■ GIVEN PASSAGE
=== Section Start ===

Skip to main content
Docs Guides Streaming Responses

Streaming Responses

Receive tokens as they are generated using server-sent events (SSE).

Why stream?

Without streaming, the API waits until the entire response is generated before returning it. For long outputs this can feel slow. With streaming, tokens arrive as soon as they are generated — typically within milliseconds of the first token — which makes the application feel responsive and allows you to display a typing indicator effect.

Python

Pass stream=True to chat.completions.create and iterate over the returned object.

import os
from openai import OpenAI

client = OpenAI(
    base_url="https://ai.gabforge.ai/v1",
    api_key=os.environ["GABFORGE_API_KEY"],
)

stream = client.chat.completions.create(
    model="gabforge-coder",
    messages=[{"role": "user", "content": "Explain the GIL in CPython."}],
    stream=True,
)

# Each chunk contains a delta with the new token(s)
for chunk in stream:
    delta = chunk.choices[0].delta
    if delta.content is not None:
        print(delta.content, end="", flush=True)

print()

JavaScript (Node.js)

The for await...of loop processes each chunk as it arrives.

import OpenAI from "openai";

const client = new OpenAI({
  baseURL: "https://ai.gabforge.ai/v1",
  apiKey: process.env.GABFORGE_API_KEY,
});

const stream = await client.chat.completions.create({
  model: "gabforge-coder",
  messages: [{ role: "user", content: "Explain the GIL in CPython." }],
  stream: true,
});

for await (const chunk of stream) {
  const content = chunk.choices[0]?.delta?.content ?? "";
  process.stdout.write(content);
}
console.log();

Raw SSE format

If you are not using an SDK, each chunk in the HTTP response body is a data: line containing JSON. The stream terminates with data: [DONE].

data: {"choices":[{"delta":{"content":"The"},"index":0}]}

data: {"choices":[{"delta":{"content":" GIL"},"index":0}]}

data: {"choices":[{"delta":{"content":" is"},"index":0}]}

data: [DONE]

Tips

  • Token usage is not included in streaming chunks — count tokens client-side or use a separate non-streaming call for billing estimates.
  • For web apps, forward the stream from your server to the browser via a chunked HTTP response — do not buffer it server-side.
  • Always guard against delta.content being None — the first and last chunks often contain only role/finish_reason metadata.

=== Section End ===

■ RECORDS SHOWN
=== Section Start ===

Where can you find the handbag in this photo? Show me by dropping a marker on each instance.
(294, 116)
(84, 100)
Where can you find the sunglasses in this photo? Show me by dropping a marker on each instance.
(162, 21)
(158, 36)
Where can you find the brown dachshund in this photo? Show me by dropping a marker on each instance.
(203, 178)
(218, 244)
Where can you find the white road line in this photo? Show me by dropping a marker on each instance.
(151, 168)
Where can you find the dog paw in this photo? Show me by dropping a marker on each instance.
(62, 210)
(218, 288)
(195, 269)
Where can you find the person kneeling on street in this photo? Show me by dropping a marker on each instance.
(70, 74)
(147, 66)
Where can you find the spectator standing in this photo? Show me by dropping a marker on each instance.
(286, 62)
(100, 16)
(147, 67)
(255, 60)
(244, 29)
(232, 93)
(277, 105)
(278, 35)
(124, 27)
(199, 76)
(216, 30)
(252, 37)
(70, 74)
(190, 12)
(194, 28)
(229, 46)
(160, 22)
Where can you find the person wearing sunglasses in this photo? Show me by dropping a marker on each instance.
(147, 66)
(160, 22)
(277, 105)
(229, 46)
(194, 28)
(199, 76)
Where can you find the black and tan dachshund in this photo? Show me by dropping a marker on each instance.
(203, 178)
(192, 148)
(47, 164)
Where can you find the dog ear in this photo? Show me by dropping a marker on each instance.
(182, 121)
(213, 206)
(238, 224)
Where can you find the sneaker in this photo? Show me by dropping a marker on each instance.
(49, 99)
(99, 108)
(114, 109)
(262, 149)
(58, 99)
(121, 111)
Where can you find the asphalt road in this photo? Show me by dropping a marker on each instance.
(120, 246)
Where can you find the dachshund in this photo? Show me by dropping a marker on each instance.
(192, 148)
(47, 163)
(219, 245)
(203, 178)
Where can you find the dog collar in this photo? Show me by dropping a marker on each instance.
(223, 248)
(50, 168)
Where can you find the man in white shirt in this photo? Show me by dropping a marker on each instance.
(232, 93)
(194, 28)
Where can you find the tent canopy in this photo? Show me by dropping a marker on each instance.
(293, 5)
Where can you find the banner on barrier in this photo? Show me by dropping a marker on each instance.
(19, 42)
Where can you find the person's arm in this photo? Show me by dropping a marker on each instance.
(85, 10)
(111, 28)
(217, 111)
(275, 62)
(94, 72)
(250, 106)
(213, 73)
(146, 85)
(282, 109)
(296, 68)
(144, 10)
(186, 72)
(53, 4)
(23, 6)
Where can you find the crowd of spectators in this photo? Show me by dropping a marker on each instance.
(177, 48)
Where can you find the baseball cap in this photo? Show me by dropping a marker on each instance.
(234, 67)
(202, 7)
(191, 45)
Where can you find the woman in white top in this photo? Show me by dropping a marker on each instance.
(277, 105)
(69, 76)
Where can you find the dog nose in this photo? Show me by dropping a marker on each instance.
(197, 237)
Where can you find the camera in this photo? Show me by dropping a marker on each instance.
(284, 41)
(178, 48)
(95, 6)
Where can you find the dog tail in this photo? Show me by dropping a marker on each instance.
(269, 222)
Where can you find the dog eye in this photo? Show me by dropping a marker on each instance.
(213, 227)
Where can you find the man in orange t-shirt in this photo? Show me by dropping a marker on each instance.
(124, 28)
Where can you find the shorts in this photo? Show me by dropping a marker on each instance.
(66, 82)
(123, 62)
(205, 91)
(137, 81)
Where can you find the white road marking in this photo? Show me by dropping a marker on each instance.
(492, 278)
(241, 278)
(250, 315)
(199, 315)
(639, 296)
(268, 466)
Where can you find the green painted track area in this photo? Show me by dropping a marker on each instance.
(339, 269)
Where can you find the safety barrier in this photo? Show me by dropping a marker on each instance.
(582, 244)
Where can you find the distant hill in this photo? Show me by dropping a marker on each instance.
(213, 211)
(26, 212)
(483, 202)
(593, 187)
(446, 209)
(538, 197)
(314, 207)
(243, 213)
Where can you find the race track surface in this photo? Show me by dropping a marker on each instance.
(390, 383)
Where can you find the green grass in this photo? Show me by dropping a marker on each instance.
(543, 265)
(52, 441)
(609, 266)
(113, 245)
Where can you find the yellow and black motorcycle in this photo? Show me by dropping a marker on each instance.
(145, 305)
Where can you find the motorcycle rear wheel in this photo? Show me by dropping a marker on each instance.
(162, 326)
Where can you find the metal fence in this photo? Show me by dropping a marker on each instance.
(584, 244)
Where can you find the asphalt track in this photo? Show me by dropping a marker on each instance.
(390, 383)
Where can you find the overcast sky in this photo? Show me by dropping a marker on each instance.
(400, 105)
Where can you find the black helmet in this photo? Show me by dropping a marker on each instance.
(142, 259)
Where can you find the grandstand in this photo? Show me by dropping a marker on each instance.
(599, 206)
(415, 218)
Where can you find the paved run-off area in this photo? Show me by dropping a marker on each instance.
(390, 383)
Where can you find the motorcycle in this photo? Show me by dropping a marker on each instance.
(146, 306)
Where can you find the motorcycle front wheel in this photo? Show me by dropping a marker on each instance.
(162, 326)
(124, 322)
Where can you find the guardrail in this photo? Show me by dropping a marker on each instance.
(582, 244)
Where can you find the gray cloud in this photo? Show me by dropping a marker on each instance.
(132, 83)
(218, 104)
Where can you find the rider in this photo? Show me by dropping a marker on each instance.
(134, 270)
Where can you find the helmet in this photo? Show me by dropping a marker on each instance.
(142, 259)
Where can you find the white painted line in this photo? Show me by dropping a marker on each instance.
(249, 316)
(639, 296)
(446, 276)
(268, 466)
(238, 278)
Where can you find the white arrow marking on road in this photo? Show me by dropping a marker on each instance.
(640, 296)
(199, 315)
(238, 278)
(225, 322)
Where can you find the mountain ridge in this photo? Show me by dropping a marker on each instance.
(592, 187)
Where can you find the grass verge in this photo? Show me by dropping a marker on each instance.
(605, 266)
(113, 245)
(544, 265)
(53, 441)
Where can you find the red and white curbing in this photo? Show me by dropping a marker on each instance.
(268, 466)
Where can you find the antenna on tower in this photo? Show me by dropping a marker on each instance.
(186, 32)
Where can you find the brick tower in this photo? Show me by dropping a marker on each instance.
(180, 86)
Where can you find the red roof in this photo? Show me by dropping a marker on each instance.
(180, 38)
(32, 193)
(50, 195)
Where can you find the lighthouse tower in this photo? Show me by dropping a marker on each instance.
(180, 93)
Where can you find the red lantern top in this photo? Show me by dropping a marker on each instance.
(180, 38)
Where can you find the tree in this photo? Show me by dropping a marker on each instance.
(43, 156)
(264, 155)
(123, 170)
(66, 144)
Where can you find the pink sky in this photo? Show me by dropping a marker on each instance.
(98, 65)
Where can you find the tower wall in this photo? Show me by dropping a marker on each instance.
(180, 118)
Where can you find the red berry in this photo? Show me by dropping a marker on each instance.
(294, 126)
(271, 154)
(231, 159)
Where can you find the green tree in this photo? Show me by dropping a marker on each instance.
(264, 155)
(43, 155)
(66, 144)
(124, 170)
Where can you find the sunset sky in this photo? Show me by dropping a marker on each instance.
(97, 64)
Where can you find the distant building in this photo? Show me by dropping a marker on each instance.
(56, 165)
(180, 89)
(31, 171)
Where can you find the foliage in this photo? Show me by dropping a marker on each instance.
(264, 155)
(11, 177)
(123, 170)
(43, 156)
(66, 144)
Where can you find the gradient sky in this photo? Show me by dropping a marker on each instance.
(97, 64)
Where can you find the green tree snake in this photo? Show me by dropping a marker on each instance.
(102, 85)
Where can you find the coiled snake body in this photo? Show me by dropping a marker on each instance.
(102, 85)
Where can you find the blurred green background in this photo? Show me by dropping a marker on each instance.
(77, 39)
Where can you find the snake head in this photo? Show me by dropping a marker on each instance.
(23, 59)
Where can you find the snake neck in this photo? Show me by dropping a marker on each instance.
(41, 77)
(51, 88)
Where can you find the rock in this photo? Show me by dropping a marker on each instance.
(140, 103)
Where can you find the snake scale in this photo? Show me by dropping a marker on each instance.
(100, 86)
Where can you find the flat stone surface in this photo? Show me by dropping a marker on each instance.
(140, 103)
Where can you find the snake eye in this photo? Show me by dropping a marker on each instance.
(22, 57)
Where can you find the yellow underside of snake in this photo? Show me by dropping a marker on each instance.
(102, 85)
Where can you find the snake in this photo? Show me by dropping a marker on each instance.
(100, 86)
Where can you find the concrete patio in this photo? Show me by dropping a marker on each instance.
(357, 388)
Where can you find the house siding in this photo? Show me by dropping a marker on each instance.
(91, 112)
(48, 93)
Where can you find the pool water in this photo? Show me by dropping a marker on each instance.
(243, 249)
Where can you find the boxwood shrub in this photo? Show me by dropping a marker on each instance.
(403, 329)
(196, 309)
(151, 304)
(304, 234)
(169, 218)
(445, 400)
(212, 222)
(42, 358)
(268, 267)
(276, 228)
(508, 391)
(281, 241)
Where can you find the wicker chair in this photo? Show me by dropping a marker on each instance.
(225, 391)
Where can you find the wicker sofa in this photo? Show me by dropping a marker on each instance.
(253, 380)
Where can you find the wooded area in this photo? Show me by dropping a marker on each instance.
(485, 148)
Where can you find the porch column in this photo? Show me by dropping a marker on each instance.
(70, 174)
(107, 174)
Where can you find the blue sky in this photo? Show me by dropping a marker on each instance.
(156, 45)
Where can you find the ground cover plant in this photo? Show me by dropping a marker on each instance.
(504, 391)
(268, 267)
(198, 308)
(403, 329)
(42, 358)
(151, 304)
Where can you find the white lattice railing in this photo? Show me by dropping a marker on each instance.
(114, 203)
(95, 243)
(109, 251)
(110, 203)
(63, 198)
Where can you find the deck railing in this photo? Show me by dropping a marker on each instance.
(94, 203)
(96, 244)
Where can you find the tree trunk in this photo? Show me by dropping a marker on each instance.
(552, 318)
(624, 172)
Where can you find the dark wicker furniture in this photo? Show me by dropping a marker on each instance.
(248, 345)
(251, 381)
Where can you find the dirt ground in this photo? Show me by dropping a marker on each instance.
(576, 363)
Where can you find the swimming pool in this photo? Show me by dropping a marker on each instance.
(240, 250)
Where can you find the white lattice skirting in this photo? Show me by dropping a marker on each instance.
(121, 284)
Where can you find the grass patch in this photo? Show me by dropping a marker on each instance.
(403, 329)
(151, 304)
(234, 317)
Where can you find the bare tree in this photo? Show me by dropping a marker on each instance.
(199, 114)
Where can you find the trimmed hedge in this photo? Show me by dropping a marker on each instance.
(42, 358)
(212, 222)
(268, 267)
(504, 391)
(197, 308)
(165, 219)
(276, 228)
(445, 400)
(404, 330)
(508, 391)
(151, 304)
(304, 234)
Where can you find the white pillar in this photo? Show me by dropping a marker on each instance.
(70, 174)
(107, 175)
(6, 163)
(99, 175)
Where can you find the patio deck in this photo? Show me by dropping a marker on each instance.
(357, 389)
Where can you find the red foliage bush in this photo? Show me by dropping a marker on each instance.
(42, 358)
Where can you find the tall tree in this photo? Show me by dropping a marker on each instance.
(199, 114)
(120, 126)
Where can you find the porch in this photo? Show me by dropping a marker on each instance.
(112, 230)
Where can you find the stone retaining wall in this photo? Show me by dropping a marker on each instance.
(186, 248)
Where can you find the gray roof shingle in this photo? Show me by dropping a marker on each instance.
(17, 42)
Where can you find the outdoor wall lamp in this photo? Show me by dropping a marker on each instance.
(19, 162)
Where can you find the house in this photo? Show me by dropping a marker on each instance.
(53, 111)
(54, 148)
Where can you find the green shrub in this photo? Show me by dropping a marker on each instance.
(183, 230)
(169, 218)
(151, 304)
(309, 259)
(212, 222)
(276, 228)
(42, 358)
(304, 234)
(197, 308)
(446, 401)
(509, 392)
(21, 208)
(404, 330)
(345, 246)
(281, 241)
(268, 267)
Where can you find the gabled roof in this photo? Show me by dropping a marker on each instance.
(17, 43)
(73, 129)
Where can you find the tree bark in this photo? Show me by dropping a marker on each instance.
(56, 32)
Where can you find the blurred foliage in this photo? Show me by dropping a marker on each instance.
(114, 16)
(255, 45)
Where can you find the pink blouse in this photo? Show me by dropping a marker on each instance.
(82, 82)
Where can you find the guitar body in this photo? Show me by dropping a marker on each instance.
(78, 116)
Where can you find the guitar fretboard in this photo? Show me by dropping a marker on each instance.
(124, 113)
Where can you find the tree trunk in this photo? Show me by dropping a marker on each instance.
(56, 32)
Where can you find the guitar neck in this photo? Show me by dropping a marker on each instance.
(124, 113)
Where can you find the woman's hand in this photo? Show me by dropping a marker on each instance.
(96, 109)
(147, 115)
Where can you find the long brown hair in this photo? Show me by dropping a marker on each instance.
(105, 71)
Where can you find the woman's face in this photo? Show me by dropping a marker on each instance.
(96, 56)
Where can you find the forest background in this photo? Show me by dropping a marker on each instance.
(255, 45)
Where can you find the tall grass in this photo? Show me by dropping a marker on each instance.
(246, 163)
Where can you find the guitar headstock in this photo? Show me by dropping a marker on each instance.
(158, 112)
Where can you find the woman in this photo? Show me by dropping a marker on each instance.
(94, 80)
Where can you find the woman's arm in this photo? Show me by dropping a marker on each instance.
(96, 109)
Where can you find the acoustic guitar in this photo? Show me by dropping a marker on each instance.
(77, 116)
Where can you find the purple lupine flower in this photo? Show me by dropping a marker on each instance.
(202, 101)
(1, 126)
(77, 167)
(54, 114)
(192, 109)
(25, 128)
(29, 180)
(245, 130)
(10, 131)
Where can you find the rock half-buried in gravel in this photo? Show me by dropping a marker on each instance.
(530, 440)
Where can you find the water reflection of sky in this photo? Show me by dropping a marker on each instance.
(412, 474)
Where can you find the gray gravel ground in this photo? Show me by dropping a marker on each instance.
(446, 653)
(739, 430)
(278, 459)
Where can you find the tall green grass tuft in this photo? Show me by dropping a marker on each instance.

=== Section End ===

■ EXERCISE DESCRIPTION
Copy the streaming responses page again, everything from "If you are not" down to "buffer it server-side.", with "client library" in place of "SDK".

■ FINISHED TASK
If you are not using an client library, each chunk in the HTTP response body is a data: line containing JSON. The stream terminates with data: [DONE].

data: {"choices":[{"delta":{"content":"The"},"index":0}]}

data: {"choices":[{"delta":{"content":" GIL"},"index":0}]}

data: {"choices":[{"delta":{"content":" is"},"index":0}]}

data: [DONE]

Tips

  • Token usage is not included in streaming chunks — count tokens client-side or use a separate non-streaming call for billing estimates.
  • For web apps, forward the stream from your server to the browser via a chunked HTTP response — do not buffer it server-side.